Aim of the task |
Return exactly the lines of the records below, starting at the line that contains "point: the rider's" and ending at the line that contains "point: the dark-framed", with both of those lines kept.

*** Supplied data ***

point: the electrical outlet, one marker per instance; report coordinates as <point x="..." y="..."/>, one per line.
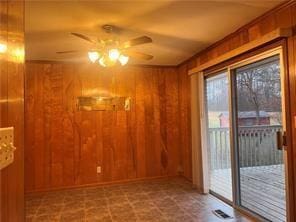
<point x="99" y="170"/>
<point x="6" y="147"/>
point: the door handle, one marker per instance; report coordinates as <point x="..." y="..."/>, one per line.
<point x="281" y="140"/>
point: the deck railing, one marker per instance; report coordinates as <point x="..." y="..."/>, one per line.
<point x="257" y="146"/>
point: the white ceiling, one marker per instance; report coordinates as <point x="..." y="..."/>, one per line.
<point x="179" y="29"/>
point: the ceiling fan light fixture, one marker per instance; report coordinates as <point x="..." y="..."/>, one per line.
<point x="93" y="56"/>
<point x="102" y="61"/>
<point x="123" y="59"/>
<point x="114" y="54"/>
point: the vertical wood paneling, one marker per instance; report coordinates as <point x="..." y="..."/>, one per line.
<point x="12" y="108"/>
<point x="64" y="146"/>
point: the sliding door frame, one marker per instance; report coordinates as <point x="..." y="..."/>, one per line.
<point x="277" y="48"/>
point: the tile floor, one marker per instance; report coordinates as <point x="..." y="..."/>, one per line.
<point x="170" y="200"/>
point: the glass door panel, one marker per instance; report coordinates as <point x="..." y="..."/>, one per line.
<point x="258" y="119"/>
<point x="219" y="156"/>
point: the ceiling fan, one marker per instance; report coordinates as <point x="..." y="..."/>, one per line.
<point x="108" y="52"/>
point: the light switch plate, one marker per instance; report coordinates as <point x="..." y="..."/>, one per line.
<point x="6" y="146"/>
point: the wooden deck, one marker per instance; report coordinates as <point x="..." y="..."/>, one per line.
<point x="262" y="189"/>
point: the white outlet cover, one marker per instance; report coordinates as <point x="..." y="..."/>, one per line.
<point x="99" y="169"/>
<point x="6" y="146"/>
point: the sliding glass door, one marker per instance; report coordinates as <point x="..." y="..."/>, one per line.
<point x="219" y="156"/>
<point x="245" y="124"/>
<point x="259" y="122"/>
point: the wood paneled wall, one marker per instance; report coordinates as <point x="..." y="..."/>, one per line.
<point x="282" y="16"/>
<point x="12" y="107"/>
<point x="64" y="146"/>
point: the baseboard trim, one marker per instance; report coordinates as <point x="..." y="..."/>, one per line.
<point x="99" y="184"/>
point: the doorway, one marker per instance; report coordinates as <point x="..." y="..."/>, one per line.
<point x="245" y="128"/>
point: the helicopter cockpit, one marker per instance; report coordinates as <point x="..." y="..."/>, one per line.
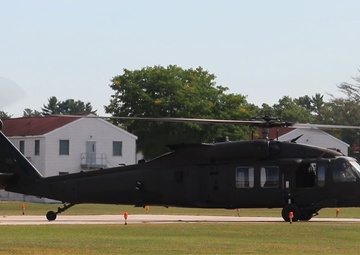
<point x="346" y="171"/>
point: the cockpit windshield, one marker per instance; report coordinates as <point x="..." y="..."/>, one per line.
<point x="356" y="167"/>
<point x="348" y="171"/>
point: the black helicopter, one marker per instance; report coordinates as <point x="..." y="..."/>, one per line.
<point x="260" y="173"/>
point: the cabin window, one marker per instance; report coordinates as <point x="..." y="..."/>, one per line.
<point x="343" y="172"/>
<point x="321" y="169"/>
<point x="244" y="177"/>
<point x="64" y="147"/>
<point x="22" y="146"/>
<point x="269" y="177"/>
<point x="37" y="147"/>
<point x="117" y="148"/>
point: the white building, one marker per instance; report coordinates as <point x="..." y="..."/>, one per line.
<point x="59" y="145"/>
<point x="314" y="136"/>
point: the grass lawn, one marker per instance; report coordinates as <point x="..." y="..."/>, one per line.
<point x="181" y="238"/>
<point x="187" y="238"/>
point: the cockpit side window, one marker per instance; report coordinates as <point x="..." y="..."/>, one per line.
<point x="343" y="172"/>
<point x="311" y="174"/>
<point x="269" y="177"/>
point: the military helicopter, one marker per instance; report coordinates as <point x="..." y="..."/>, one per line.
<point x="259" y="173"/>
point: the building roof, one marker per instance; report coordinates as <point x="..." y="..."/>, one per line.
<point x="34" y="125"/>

*** End of Supplied data ***
*** Supplied data ***

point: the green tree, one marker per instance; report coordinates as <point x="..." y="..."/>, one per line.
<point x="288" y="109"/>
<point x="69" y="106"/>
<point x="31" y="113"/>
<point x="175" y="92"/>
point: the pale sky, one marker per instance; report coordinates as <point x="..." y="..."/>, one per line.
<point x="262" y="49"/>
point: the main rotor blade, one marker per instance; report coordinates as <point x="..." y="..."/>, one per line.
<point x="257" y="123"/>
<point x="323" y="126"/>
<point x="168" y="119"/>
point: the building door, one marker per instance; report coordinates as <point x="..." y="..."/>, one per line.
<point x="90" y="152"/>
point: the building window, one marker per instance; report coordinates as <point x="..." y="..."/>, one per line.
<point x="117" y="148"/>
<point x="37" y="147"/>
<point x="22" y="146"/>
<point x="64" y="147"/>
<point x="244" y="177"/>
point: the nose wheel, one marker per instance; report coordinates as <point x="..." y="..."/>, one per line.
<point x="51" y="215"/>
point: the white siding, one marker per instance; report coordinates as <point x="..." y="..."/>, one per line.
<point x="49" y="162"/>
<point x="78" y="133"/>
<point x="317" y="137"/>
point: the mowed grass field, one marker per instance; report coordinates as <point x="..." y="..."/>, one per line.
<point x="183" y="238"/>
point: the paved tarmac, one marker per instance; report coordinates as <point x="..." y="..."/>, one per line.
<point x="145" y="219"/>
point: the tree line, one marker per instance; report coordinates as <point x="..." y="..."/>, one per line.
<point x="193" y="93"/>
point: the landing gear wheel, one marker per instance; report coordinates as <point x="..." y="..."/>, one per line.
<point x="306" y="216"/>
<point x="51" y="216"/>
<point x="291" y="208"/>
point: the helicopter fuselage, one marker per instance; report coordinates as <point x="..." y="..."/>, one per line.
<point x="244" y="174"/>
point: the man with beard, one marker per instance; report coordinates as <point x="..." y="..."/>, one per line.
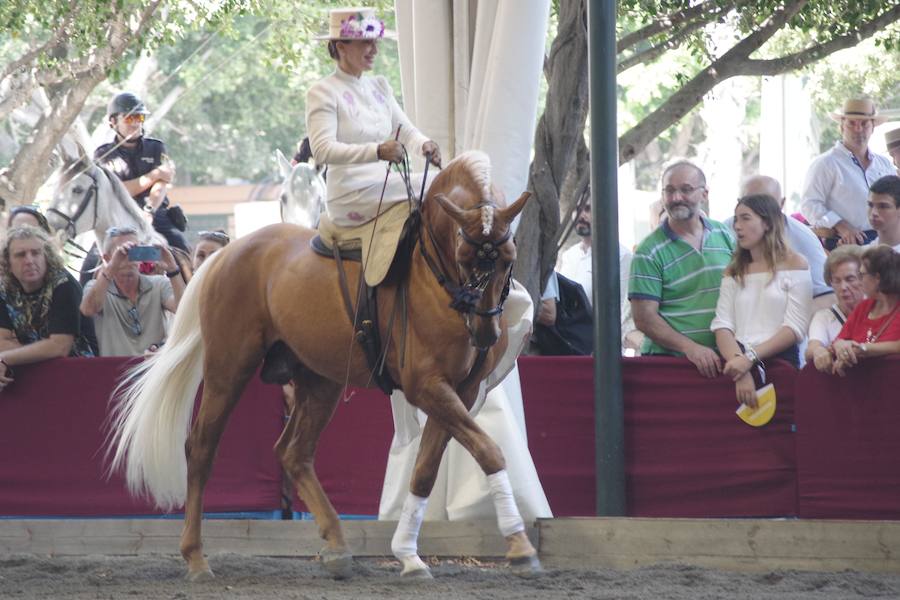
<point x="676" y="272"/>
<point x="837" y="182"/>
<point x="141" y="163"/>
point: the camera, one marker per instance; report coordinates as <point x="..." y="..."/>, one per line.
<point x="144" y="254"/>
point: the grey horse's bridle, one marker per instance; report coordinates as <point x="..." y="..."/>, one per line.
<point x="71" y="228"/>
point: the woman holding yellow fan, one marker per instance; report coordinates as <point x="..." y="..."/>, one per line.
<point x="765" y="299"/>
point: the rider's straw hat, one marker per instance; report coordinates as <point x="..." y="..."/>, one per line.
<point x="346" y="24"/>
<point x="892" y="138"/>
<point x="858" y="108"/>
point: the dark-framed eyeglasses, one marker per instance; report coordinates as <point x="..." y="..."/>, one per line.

*** End of Supplied data ***
*** Supplied data ***

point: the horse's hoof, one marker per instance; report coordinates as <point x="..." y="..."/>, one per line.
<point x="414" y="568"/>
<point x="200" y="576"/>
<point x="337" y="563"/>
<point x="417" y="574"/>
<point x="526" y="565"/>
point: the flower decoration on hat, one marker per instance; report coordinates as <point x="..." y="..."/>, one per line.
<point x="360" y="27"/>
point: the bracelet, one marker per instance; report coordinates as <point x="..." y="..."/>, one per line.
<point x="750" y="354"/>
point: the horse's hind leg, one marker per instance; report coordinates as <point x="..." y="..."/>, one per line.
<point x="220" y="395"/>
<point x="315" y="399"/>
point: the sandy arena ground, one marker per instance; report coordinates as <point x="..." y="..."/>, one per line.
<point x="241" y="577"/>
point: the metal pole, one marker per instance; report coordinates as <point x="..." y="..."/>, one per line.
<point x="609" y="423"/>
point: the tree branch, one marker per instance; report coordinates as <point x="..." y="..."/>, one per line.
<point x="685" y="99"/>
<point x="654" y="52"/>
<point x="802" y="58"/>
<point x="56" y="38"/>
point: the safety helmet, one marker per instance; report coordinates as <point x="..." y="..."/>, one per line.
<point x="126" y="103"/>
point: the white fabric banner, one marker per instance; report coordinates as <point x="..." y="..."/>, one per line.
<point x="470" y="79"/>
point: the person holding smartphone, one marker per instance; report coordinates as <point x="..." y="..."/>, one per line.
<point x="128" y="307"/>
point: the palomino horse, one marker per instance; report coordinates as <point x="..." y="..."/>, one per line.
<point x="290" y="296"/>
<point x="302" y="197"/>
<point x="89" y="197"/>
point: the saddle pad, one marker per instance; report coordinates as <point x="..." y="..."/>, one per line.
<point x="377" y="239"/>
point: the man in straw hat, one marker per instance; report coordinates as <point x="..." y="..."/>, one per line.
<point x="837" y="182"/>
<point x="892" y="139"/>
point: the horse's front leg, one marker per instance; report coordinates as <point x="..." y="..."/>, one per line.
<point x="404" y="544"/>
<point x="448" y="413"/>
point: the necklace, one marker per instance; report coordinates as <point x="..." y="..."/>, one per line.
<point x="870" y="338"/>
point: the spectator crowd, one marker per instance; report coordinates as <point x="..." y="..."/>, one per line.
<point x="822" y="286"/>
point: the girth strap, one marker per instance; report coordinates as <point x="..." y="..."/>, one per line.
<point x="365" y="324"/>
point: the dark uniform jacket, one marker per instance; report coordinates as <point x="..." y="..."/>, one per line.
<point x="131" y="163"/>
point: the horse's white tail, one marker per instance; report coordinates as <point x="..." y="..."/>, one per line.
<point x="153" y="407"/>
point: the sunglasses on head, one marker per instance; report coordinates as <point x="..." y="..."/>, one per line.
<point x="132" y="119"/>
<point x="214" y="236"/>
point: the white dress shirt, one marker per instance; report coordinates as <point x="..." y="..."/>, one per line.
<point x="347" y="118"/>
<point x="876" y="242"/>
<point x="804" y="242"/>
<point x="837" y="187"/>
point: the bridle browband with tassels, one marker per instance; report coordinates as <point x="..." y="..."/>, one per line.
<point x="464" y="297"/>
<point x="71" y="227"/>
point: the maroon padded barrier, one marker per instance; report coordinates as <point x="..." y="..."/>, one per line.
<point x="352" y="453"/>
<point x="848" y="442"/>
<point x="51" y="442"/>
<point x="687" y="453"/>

*** End of Supplied data ***

Finished exercise |
point: the rider's straw hat, one marker per instance; report coordinates as <point x="..." y="..."/>, one per line.
<point x="346" y="24"/>
<point x="892" y="138"/>
<point x="858" y="108"/>
point: the dark-framed eyeglasses, one marker per instance; report coordinates as <point x="..." y="..."/>, one per line.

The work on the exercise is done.